Healing. Hands-on practitioners use this form of touch with their clientele in order to promote good health, stress relief and recovery from an injury. Some forms are gentle and relaxing, while others are deep and penetrating.

Inquisitive. Babies who are only months old explore their new world of faces, colors, shapes and temperatures by touching and grabbing. The blind learn to “see” with their hands. Physicians use touch to get a better idea of where you may be feeling pain or where there is an abnormality that may require further examination.

Abusive and/or aggressive. Many people are affected by those who express themselves through hitting, slapping or forcing themselves on others.

Other senses. In fact, all of your senses are an extension of touch. When you hear sounds, a flurry of air molecules touches the delicate membranes of your inner ears. When you see something, light waves touch your sensitive retinas. The senses of smell and taste similarly require molecules to touch the membranes of the nasal passages and the tongue, respectively.

RECORDED DATA:

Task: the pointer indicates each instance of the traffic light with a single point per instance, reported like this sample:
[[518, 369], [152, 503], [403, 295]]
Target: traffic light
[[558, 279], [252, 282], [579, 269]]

TASK SET:
**A)** List the category labels that open each paragraph of the text on touch.
**B)** Do these statements agree with the text on touch? Answer yes or no for each, and quote the deciding words. (i) Physicians use touch to help locate a patient's pain. (ii) Every form of healing touch is gentle. (iii) Hearing depends on air molecules touching membranes of the inner ear.
**C)** Copy the part of the text on touch that starts at "Healing. Hands-on practitioners" and ends at "require further examination.".
The listing has no role in this exercise.

ANSWERS FOR THE TASKS:
**A)** Healing; Inquisitive; Abusive and/or aggressive; Other senses

**B)**
(i) Yes: "Physicians use touch to get a better idea of where you may be feeling pain"
(ii) No: "Some forms are gentle and relaxing, while others are deep and penetrating."
(iii) Yes: "When you hear sounds, a flurry of air molecules touches the delicate membranes of your inner ears."

**C)**
Healing. Hands-on practitioners use this form of touch with their clientele in order to promote good health, stress relief and recovery from an injury. Some forms are gentle and relaxing, while others are deep and penetrating.

Inquisitive. Babies who are only months old explore their new world of faces, colors, shapes and temperatures by touching and grabbing. The blind learn to “see” with their hands. Physicians use touch to get a better idea of where you may be feeling pain or where there is an abnormality that may require further examination.